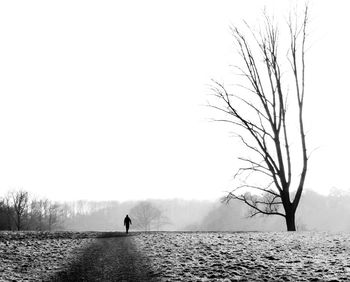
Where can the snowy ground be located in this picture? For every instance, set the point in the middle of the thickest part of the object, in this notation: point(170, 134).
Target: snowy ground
point(216, 256)
point(248, 256)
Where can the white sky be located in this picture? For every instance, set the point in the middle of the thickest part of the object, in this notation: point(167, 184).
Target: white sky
point(103, 100)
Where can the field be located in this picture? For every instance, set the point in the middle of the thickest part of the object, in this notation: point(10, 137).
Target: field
point(174, 256)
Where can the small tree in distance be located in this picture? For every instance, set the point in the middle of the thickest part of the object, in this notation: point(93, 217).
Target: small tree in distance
point(263, 122)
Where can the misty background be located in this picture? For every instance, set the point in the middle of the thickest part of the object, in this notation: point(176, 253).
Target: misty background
point(316, 213)
point(106, 102)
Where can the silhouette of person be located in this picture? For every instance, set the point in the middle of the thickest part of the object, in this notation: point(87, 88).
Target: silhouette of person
point(127, 222)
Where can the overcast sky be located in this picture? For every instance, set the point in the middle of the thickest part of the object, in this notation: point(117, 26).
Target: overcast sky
point(104, 100)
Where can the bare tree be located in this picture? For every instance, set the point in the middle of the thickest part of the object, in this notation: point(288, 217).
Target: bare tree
point(146, 216)
point(20, 205)
point(263, 121)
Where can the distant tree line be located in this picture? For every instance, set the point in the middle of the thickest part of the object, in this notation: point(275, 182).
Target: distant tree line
point(19, 212)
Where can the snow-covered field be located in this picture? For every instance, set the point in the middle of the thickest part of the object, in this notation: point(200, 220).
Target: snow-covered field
point(37, 256)
point(248, 256)
point(185, 256)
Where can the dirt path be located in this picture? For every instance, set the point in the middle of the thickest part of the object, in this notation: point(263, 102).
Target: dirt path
point(109, 259)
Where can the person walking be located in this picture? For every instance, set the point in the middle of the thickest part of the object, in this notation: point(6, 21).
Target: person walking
point(127, 223)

Assignment = Set down the entries again without change. Leave the pictures out.

Written solution =
Where can the snowy ground be located in this picture? For every instance, set the point in the middle of the thickest part of the object, in this notation: point(170, 134).
Target: snowy ground
point(216, 256)
point(248, 256)
Where can the white sky be located in this picture? For every instance, set the point in the middle of the thickest part of the object, in this notation: point(167, 184).
Target: white sky
point(103, 100)
Where can the field be located in this picture? For every instance, set the point in the middle of the thickest part of the object, in this notation: point(10, 137).
Target: field
point(174, 256)
Where can the small tree in distance be located in this picture? For every instance, set the point in the middle of the thickest part of the object, in this notation: point(93, 217).
Target: small tree in distance
point(263, 122)
Where can the misty background be located in this picture? For every instance, set the point in the middle of the thickest part of the object, in this notation: point(176, 253).
Target: misty background
point(316, 213)
point(106, 102)
Where can the silhouette of person be located in this picture? For every instance, set the point in the middle of the thickest part of the object, in this notation: point(87, 88).
Target: silhouette of person
point(127, 222)
Where can the overcast sky be located in this picture? For every instance, set the point in the middle of the thickest part of the object, in this notation: point(117, 26).
Target: overcast sky
point(104, 100)
Where can the bare tree be located in this picture? For every instance, set the point in the middle of the thickest part of the object, in this notation: point(288, 217).
Target: bare tree
point(146, 216)
point(20, 205)
point(263, 121)
Where can the distant tree line be located in this picture? For every instance, set the point in the middle of the thickest part of the object, in this notation: point(275, 182).
Target: distant tree line
point(19, 212)
Where can the snow-covered field be located in this picture? For every instance, set the point in the middle of the thickest part of the object, in this notation: point(200, 220).
Target: snow-covered field
point(37, 256)
point(248, 256)
point(185, 256)
Where can the dirt path be located in this picture? For every instance, set the point in the middle of the thickest part of the object, in this notation: point(263, 102).
Target: dirt path
point(109, 259)
Where can the person walking be located in this picture? For every instance, set the point in the middle of the thickest part of the object, in this notation: point(6, 21).
Target: person walking
point(127, 223)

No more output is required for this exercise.